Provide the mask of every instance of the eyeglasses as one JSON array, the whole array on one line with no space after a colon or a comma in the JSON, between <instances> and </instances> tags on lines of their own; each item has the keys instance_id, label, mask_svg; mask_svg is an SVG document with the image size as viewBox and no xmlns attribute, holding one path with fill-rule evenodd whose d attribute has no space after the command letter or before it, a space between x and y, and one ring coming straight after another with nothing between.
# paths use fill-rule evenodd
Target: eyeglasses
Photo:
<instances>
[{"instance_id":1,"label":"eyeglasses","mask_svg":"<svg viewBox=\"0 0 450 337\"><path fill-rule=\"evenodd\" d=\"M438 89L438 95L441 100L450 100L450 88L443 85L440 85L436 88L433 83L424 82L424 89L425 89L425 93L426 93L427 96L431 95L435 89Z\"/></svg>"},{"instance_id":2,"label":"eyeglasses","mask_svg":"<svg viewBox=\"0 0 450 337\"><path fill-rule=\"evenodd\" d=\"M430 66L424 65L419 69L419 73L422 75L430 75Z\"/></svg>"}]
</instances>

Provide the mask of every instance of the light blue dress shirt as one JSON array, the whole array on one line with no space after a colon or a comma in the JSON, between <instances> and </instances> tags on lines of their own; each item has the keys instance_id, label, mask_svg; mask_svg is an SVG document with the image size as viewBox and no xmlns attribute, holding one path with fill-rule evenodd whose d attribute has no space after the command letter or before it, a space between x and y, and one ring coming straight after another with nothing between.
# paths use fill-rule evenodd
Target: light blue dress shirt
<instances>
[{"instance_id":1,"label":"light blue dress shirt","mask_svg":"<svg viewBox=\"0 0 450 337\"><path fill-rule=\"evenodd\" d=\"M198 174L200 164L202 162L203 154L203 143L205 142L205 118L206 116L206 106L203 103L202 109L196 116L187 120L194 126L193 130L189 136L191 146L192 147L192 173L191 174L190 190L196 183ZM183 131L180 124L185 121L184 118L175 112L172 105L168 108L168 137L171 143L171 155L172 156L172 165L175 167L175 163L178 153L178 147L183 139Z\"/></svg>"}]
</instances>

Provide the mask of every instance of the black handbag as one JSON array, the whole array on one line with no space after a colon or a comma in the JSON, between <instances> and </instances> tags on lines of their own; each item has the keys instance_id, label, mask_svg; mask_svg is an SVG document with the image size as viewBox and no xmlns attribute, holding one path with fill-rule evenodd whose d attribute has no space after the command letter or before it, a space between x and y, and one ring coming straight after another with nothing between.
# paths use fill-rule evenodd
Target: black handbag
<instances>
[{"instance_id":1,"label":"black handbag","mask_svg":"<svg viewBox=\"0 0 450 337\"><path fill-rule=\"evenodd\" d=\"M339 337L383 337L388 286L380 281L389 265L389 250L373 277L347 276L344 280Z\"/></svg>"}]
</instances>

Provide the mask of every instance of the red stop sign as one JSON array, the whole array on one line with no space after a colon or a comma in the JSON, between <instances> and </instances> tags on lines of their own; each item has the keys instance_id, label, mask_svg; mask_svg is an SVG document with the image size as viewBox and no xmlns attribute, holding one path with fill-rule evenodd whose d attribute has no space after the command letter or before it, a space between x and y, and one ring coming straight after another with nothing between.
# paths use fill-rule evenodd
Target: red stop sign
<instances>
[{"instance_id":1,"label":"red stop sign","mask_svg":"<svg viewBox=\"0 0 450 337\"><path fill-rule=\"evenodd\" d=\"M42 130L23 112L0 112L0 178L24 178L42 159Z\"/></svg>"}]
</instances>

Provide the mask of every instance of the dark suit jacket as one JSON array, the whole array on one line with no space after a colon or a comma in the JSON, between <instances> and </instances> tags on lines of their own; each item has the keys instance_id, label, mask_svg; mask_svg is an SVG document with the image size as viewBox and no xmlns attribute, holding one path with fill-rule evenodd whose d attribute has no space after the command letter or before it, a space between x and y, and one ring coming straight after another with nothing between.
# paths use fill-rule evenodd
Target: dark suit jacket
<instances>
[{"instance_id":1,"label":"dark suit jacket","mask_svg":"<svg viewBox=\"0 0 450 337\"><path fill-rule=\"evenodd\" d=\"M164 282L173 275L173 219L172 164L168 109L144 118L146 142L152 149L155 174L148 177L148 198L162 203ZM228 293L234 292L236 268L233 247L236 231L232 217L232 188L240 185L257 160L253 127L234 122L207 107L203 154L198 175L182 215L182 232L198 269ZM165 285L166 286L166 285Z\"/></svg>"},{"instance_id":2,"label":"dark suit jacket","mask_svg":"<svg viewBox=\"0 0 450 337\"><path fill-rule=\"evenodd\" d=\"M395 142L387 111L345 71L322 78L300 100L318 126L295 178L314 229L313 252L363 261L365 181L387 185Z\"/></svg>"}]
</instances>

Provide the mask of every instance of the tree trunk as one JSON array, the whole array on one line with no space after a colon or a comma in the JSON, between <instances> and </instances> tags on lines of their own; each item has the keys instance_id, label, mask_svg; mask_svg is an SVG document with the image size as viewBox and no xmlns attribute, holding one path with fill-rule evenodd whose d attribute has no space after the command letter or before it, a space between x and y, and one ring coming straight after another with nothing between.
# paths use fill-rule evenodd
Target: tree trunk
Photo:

....................

## DESCRIPTION OF THE TASK
Update all the records above by replacing each "Target" with "Object", and reproduce the lines with nothing else changed.

## RESPONSE
Provide the mask of every instance of the eyeglasses as one JSON array, the whole array on one line with no space after a colon or a comma in the JSON, between <instances> and </instances> tags on lines of their own; each item has the keys instance_id, label, mask_svg; mask_svg is an SVG document with the image size as viewBox and no xmlns attribute, holding one path with fill-rule evenodd whose d attribute has no space after the command letter or before it, a space between x and y, and one ring coming straight after another with nothing between.
# paths use fill-rule evenodd
Object: eyeglasses
Photo:
<instances>
[{"instance_id":1,"label":"eyeglasses","mask_svg":"<svg viewBox=\"0 0 450 337\"><path fill-rule=\"evenodd\" d=\"M438 89L438 95L441 100L450 100L450 88L443 85L440 85L436 88L433 83L424 82L424 89L425 89L425 93L426 93L427 96L431 95L435 89Z\"/></svg>"},{"instance_id":2,"label":"eyeglasses","mask_svg":"<svg viewBox=\"0 0 450 337\"><path fill-rule=\"evenodd\" d=\"M430 66L424 65L419 69L419 73L422 75L430 75Z\"/></svg>"}]
</instances>

Provide the mask of every instance of the light blue dress shirt as one JSON array, the whole array on one line with no space after a colon or a comma in the JSON, between <instances> and </instances> tags on lines of their own; each item has the keys instance_id, label, mask_svg; mask_svg is an SVG document with the image size as viewBox and no xmlns attribute, holding one path with fill-rule evenodd whose d attribute has no space after the command letter or before it, a space between x and y, and one ring coming straight after another with nothing between.
# paths use fill-rule evenodd
Object: light blue dress shirt
<instances>
[{"instance_id":1,"label":"light blue dress shirt","mask_svg":"<svg viewBox=\"0 0 450 337\"><path fill-rule=\"evenodd\" d=\"M198 174L200 164L202 162L203 154L203 143L205 142L205 118L206 116L206 106L203 103L202 109L196 116L187 120L194 126L193 130L189 136L191 146L192 147L192 173L191 174L190 190L196 183ZM183 131L180 124L185 121L184 118L175 112L172 105L168 108L168 137L171 143L171 155L172 156L172 165L175 167L175 163L178 153L178 147L183 139Z\"/></svg>"}]
</instances>

Provide the mask of every instance of the black handbag as one JSON array, the whole array on one line with no space after a colon or a comma in the JSON, between <instances> and </instances> tags on lines of their own; each item has the keys instance_id, label, mask_svg; mask_svg is an SVG document with the image size as viewBox and no xmlns attribute, holding one path with fill-rule evenodd whose d attribute has no space after the command letter or before it, a space between x and y, and one ring coming straight after another with nothing between.
# paths use fill-rule evenodd
Object: black handbag
<instances>
[{"instance_id":1,"label":"black handbag","mask_svg":"<svg viewBox=\"0 0 450 337\"><path fill-rule=\"evenodd\" d=\"M339 337L383 337L388 286L380 281L389 265L389 250L373 277L347 276L344 280Z\"/></svg>"}]
</instances>

Provide the mask of every instance of the red stop sign as one JSON array, the whole array on one line with no space after a colon or a comma in the JSON, between <instances> and </instances> tags on lines of their own; each item has the keys instance_id, label, mask_svg; mask_svg is an SVG document with the image size as viewBox and no xmlns attribute, holding one path with fill-rule evenodd whose d attribute has no space after the command letter or before it, a space between x and y, and one ring coming straight after another with nothing between.
# paths use fill-rule evenodd
Object: red stop sign
<instances>
[{"instance_id":1,"label":"red stop sign","mask_svg":"<svg viewBox=\"0 0 450 337\"><path fill-rule=\"evenodd\" d=\"M42 130L23 112L0 112L0 178L24 178L42 159Z\"/></svg>"}]
</instances>

Provide the mask of every instance of the dark suit jacket as one JSON array, the whole array on one line with no space after a colon or a comma in the JSON, between <instances> and </instances> tags on lines of their own; each item has the keys instance_id, label, mask_svg; mask_svg is an SVG document with the image size as viewBox and no xmlns attribute, holding one path with fill-rule evenodd whose d attribute has no space after the command letter or before it, a space between x and y, and one ring coming straight after another with nothing between.
# paths use fill-rule evenodd
Object: dark suit jacket
<instances>
[{"instance_id":1,"label":"dark suit jacket","mask_svg":"<svg viewBox=\"0 0 450 337\"><path fill-rule=\"evenodd\" d=\"M164 282L173 275L173 219L172 164L168 109L144 118L146 142L152 149L155 174L148 177L148 198L162 203ZM228 293L234 292L236 268L233 247L236 231L232 217L232 188L240 185L257 160L253 127L234 122L207 107L203 154L198 175L182 215L182 232L198 269ZM165 285L166 286L166 285Z\"/></svg>"},{"instance_id":2,"label":"dark suit jacket","mask_svg":"<svg viewBox=\"0 0 450 337\"><path fill-rule=\"evenodd\" d=\"M395 142L387 111L345 71L322 78L300 100L318 126L295 178L314 229L313 252L363 261L365 181L387 185Z\"/></svg>"}]
</instances>

Provide the mask of every instance of the tree trunk as one JSON array, the whole array on one line with no space after a colon or a comma in the JSON, between <instances> and </instances> tags on lines of their own; each item has the keys instance_id, label, mask_svg; mask_svg is an SVG document with the image size as viewBox and no xmlns attribute, holding one path with fill-rule evenodd whose d attribute has no space after the command letter or before it, a space between x and y, and one ring coming straight after another with nothing between.
# paths use fill-rule evenodd
Object: tree trunk
Photo:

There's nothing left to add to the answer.